WHAT IS EXPECTED
Quote all of the data below exactly, please.

WORKING DATA
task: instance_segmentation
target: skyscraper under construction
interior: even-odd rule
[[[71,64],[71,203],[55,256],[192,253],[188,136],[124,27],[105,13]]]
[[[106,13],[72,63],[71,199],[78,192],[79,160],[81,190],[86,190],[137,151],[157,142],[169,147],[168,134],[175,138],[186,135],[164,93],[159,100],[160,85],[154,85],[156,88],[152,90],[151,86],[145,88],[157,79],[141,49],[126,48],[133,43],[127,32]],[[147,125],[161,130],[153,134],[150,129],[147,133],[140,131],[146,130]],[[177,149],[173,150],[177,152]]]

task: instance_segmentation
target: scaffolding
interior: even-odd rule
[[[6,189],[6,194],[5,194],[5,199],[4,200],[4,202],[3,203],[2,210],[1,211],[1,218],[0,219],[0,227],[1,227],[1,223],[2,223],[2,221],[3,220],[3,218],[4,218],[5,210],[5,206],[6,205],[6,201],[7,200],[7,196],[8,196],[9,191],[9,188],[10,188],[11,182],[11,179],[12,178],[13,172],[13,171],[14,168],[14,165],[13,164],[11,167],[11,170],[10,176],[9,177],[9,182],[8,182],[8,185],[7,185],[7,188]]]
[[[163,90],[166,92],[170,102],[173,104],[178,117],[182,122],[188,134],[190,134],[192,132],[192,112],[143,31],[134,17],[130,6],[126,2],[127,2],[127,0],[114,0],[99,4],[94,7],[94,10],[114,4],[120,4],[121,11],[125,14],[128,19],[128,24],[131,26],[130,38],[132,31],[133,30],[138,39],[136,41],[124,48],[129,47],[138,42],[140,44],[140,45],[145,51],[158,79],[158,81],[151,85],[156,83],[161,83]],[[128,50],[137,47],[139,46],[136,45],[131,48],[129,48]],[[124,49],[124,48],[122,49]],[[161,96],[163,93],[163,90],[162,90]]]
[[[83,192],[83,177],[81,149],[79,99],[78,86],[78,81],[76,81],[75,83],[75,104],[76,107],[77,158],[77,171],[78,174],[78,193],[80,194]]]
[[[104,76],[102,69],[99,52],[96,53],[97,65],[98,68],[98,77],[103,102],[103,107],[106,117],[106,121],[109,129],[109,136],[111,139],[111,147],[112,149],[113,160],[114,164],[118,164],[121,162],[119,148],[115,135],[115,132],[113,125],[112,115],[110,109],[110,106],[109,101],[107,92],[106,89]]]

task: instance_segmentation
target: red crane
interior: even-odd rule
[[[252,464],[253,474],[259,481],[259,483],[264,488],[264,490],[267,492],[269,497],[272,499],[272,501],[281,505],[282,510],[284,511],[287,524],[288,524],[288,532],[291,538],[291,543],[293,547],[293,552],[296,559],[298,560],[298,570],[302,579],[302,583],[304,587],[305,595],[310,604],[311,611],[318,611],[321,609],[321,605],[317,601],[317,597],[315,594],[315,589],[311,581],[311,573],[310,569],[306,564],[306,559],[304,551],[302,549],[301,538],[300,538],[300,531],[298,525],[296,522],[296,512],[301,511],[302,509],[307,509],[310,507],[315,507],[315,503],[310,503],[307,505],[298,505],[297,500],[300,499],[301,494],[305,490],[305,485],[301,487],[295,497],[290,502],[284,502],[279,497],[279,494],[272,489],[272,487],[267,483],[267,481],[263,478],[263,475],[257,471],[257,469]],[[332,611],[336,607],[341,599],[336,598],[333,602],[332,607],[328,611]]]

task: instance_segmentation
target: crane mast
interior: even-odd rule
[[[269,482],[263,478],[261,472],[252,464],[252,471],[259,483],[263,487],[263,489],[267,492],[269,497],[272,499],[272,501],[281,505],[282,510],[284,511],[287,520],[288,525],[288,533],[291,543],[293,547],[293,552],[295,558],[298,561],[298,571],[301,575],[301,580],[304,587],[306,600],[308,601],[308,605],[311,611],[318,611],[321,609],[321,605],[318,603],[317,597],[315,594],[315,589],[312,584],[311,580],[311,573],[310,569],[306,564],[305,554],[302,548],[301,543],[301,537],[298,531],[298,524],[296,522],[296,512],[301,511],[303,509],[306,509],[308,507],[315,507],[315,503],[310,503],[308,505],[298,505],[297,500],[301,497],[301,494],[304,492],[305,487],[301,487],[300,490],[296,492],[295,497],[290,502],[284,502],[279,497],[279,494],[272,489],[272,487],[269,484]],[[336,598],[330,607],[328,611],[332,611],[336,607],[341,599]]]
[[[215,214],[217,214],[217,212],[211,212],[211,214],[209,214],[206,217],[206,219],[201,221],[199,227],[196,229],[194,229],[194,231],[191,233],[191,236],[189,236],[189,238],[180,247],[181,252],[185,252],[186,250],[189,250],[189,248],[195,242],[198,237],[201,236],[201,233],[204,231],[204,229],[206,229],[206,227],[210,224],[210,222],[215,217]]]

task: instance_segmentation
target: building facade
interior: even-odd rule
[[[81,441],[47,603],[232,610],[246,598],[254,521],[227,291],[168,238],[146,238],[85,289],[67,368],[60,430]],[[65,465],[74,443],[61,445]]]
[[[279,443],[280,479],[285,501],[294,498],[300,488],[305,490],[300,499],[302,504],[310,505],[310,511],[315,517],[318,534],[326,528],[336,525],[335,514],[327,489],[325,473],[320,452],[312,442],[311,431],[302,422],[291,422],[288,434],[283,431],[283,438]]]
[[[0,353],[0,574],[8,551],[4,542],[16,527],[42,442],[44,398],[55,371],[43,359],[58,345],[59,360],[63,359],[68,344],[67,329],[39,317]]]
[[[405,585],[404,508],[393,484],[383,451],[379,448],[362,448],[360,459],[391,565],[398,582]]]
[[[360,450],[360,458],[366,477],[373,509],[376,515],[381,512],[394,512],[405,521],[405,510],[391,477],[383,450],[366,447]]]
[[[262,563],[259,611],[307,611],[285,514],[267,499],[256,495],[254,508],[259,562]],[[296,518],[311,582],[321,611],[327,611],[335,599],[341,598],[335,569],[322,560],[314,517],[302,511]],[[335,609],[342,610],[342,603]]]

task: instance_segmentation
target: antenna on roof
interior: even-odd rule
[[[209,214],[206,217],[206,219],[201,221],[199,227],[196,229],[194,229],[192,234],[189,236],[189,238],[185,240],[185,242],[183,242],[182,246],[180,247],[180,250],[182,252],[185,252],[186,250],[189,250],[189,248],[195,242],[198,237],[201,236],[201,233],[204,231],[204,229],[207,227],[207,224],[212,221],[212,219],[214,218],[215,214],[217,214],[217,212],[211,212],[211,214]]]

RESPONSE TO THIS EXERCISE
task: instance_segmentation
target: skyscraper under construction
interior: even-odd rule
[[[71,64],[71,203],[55,256],[192,253],[188,136],[124,27],[105,13]]]
[[[106,13],[72,63],[71,199],[78,192],[79,160],[81,190],[86,190],[137,151],[157,142],[169,147],[168,134],[175,138],[186,135],[164,93],[159,100],[160,85],[154,85],[156,88],[152,90],[151,86],[145,88],[157,79],[141,49],[126,48],[133,43],[127,32]],[[147,125],[161,130],[153,134],[150,129],[147,133],[140,131],[146,130]],[[177,149],[173,150],[177,152]]]

task: instance_segmentation
target: scaffolding
interior: even-odd rule
[[[6,189],[6,194],[5,194],[5,199],[4,200],[4,202],[3,203],[2,210],[1,211],[1,218],[0,219],[0,227],[1,227],[1,223],[2,223],[2,221],[3,220],[3,218],[4,218],[5,210],[5,206],[6,205],[6,201],[7,200],[7,196],[8,196],[9,191],[9,188],[10,188],[11,182],[11,179],[12,178],[13,172],[13,171],[14,168],[14,165],[13,164],[11,167],[11,170],[10,176],[9,177],[9,182],[8,182],[8,185],[7,185],[7,188]]]
[[[163,90],[166,92],[170,102],[173,104],[178,117],[182,122],[188,134],[190,134],[192,132],[192,112],[143,31],[134,17],[130,6],[126,2],[127,2],[127,0],[114,0],[99,4],[94,7],[94,10],[114,4],[120,4],[121,11],[125,14],[128,19],[128,24],[131,26],[130,38],[132,31],[133,30],[138,39],[136,41],[124,48],[129,47],[138,42],[140,44],[140,45],[145,51],[158,79],[158,81],[151,85],[156,83],[161,83]],[[128,50],[137,47],[139,46],[136,45],[131,48],[129,48]],[[124,49],[124,48],[122,49]],[[161,96],[163,93],[163,90],[162,90]]]
[[[83,192],[83,177],[81,149],[79,99],[78,86],[78,81],[76,81],[75,83],[75,104],[76,107],[77,158],[77,171],[78,174],[78,193],[80,194]]]
[[[104,76],[102,69],[99,52],[96,53],[97,65],[98,68],[98,77],[103,102],[103,107],[106,117],[106,121],[109,129],[109,136],[111,139],[111,147],[112,149],[113,160],[114,164],[118,164],[121,162],[119,148],[115,135],[115,132],[113,125],[112,115],[110,109],[110,106],[109,101],[107,92],[106,89]]]

task: instance_segmentation
target: red crane
interior: even-odd rule
[[[252,464],[253,474],[259,481],[259,483],[264,488],[264,490],[267,492],[269,497],[272,499],[272,501],[281,505],[282,510],[284,511],[287,524],[288,524],[288,532],[291,538],[291,543],[293,547],[293,552],[296,559],[298,560],[298,570],[302,579],[302,583],[304,587],[305,595],[310,604],[311,611],[318,611],[321,609],[321,605],[317,601],[317,597],[315,594],[315,589],[311,581],[311,573],[310,569],[306,564],[306,559],[304,551],[302,549],[301,538],[300,538],[300,531],[298,525],[296,522],[296,512],[301,511],[302,509],[307,509],[310,507],[315,507],[315,503],[310,503],[307,505],[298,505],[297,500],[300,499],[301,494],[305,490],[305,485],[301,487],[295,497],[290,502],[284,502],[279,497],[279,494],[272,489],[272,487],[267,483],[267,481],[263,478],[263,475],[257,471],[257,469]],[[332,611],[336,607],[341,599],[336,598],[333,602],[332,607],[328,611]]]

task: instance_segmentation
target: crane mast
interior: even-odd rule
[[[269,482],[263,478],[261,472],[252,464],[252,471],[259,483],[263,487],[263,489],[267,492],[269,497],[272,499],[272,501],[281,505],[282,510],[284,511],[287,520],[288,525],[288,533],[291,543],[293,547],[293,552],[295,558],[298,561],[298,571],[301,575],[301,580],[304,587],[306,600],[308,601],[308,605],[311,611],[318,611],[321,609],[321,605],[318,603],[317,597],[315,594],[315,589],[312,584],[311,580],[311,573],[310,569],[306,564],[305,554],[302,548],[301,543],[301,537],[298,531],[298,524],[296,522],[296,512],[301,511],[303,509],[306,509],[308,507],[315,507],[315,503],[310,503],[308,505],[298,505],[297,500],[301,497],[301,494],[304,492],[305,487],[301,487],[300,490],[296,492],[295,497],[290,502],[284,502],[279,497],[279,494],[272,489],[272,487],[269,484]],[[336,598],[330,607],[328,611],[332,611],[336,607],[341,599]]]
[[[215,214],[217,214],[217,212],[211,212],[211,214],[209,214],[206,217],[206,219],[201,221],[199,227],[196,229],[194,229],[194,231],[191,233],[191,236],[189,236],[189,238],[180,247],[181,252],[185,252],[186,250],[189,250],[189,248],[195,242],[198,237],[201,236],[201,233],[204,231],[204,229],[206,229],[206,227],[210,224],[210,222],[215,217]]]

task: instance_segmentation
target: building facade
interior: even-odd rule
[[[81,441],[47,603],[232,610],[246,598],[254,521],[227,291],[168,238],[146,238],[85,289],[67,368],[60,430]],[[65,465],[74,443],[61,445]]]
[[[279,443],[280,479],[285,501],[294,498],[300,488],[305,490],[300,499],[302,504],[310,505],[310,511],[315,517],[318,534],[326,528],[336,525],[335,514],[327,489],[325,473],[320,452],[312,442],[311,431],[302,422],[291,422],[288,434],[283,431],[283,438]]]
[[[0,353],[0,574],[8,551],[4,542],[16,527],[42,442],[44,398],[55,371],[43,359],[58,345],[59,360],[63,359],[68,344],[67,329],[39,317]]]
[[[405,585],[404,508],[393,484],[383,451],[379,448],[362,448],[360,459],[391,565],[398,582]]]
[[[360,450],[360,458],[366,477],[373,509],[376,515],[381,512],[394,512],[405,521],[405,510],[391,477],[383,450],[366,447]]]
[[[262,563],[259,611],[307,611],[285,514],[267,499],[256,495],[254,508],[259,562]],[[296,518],[311,582],[321,611],[327,611],[335,599],[341,598],[335,569],[322,560],[314,517],[302,511]],[[335,609],[342,610],[342,603]]]

task: instance_segmentation
target: antenna on roof
interior: even-odd rule
[[[209,214],[206,217],[206,219],[201,221],[199,227],[196,229],[194,229],[192,234],[189,236],[189,238],[185,240],[185,242],[183,242],[182,246],[180,247],[180,250],[182,252],[185,252],[186,250],[189,250],[189,248],[195,242],[198,237],[201,236],[201,233],[204,231],[204,229],[207,227],[207,224],[212,221],[212,219],[214,218],[215,214],[217,214],[217,212],[211,212],[211,214]]]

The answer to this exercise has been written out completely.